**Brief 1:** According to the case report, which company insured the truck that Jeffrey Harrison owned?
::::
Digested from case reports published in Westlaw,
West Publishing Co., St. Paul, MN


Insurer denies liability in rental truck accident

In June 2004, Jeffrey Harrison rented a truck from Enterprise Leasing Company of Indianapolis to drive from Indiana to Virginia. Harrison owned his own truck, but he didn’t want to take it on such a long trip. His truck was insured by Safe Auto Insurance Company.

The Enterprise rental agreement contained the following provision: “Responsibility to Third Parties. Owner complies with applicable motor vehicle financial responsibility laws as to a state certified self-insurer, bondholder, or cash depositor. Except to the extent required by the motor vehicle financial responsibility laws of the applicable state or otherwise by law, Owner does not extend any of its motor vehicle financial responsibility or provide coverage to Renter, Additional Authorized Driver(s), passengers or third parties through this Agreement. If valid automobile liability insurance…is available on any basis to Renter…and such insurance satisfies the applicable state motor vehicle financial responsibility law, the Owner extends none of its motor vehicle financial responsibility.”
::::
**Brief 2:** Return every line of the records that contains the word "cluster".

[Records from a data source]
::::
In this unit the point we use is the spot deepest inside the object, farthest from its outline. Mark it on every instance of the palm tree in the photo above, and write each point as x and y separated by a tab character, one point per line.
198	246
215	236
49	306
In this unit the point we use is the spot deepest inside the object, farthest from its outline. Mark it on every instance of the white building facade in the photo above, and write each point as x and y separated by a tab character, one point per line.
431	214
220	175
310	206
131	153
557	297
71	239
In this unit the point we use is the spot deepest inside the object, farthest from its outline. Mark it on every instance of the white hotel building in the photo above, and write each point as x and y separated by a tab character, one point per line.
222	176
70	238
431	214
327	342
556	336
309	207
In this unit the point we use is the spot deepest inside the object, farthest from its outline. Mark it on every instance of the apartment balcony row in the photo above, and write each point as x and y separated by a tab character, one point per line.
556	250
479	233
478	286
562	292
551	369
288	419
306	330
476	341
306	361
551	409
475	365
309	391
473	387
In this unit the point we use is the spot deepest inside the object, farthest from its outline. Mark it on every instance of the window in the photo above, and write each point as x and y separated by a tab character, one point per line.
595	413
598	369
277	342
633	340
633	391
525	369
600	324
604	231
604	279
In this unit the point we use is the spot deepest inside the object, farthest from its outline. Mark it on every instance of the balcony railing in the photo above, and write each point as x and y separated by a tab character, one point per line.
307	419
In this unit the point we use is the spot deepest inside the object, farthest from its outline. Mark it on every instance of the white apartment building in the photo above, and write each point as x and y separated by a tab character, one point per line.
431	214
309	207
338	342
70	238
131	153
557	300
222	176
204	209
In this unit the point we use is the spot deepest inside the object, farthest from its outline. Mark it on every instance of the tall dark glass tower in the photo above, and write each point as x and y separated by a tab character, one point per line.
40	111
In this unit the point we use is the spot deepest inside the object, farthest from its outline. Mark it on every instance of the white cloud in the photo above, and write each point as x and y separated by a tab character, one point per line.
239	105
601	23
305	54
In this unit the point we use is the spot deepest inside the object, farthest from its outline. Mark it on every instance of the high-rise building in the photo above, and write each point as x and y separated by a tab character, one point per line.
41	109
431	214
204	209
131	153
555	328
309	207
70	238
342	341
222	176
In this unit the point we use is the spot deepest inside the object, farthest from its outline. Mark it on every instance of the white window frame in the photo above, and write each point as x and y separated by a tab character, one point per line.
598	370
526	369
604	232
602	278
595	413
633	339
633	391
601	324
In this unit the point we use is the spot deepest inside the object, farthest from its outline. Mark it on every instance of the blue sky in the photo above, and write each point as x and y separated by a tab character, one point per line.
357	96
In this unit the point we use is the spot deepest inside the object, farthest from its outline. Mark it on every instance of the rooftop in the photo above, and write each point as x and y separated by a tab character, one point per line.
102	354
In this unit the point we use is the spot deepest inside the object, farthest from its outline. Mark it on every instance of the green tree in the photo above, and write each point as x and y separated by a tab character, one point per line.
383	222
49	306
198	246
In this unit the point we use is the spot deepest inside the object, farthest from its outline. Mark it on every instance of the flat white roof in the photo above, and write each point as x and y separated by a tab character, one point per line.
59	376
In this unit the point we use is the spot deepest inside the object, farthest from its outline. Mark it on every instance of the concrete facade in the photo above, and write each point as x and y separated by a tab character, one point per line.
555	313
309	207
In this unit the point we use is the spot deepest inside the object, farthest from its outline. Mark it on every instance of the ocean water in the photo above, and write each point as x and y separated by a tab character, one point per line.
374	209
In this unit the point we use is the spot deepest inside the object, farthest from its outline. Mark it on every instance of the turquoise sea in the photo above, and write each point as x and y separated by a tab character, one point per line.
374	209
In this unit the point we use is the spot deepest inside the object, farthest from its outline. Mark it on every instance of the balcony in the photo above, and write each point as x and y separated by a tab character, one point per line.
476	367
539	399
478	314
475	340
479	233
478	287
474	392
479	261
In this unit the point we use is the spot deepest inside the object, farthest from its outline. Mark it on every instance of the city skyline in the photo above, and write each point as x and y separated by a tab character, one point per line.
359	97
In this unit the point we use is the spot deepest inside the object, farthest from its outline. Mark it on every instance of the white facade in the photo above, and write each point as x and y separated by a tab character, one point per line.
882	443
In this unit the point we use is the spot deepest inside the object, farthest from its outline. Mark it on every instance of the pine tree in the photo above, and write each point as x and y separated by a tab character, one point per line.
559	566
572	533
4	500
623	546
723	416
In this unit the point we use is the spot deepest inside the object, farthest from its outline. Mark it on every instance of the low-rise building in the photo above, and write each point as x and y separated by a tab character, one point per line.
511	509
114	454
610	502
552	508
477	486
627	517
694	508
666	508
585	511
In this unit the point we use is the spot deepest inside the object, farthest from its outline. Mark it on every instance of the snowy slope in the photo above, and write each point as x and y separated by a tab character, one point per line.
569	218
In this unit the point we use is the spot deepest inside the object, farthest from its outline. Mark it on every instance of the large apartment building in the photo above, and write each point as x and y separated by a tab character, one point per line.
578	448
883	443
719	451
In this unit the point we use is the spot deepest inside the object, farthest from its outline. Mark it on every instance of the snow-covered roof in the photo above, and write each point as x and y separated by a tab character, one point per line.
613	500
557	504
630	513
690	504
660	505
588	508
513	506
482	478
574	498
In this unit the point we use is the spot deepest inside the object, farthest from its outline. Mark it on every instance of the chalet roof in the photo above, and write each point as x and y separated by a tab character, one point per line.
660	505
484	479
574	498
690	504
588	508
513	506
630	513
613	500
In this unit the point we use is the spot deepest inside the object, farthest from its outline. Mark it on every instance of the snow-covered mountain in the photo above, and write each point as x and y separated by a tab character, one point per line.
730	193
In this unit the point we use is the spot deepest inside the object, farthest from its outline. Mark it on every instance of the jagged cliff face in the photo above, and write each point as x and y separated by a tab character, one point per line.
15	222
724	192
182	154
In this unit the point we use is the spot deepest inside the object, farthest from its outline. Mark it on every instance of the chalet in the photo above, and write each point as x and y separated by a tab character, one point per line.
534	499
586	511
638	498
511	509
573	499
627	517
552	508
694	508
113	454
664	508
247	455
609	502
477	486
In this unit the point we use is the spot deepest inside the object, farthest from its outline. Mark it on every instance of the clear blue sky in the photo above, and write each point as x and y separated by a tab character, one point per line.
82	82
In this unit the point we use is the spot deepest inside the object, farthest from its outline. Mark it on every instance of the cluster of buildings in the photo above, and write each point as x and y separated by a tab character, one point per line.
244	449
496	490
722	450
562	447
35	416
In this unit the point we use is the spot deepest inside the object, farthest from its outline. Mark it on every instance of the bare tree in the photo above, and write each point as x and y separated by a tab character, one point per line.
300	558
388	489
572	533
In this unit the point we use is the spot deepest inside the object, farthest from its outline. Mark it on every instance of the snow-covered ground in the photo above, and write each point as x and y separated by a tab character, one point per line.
::::
**Exercise solution 1:** Safe Auto Insurance Company

**Exercise solution 2:**
In this unit the point we use is the spot deepest inside the object, farthest from its outline. Mark it on every instance of the cluster of buildings in the photo above, and write each point as x and y separated by a tab character, one point per line.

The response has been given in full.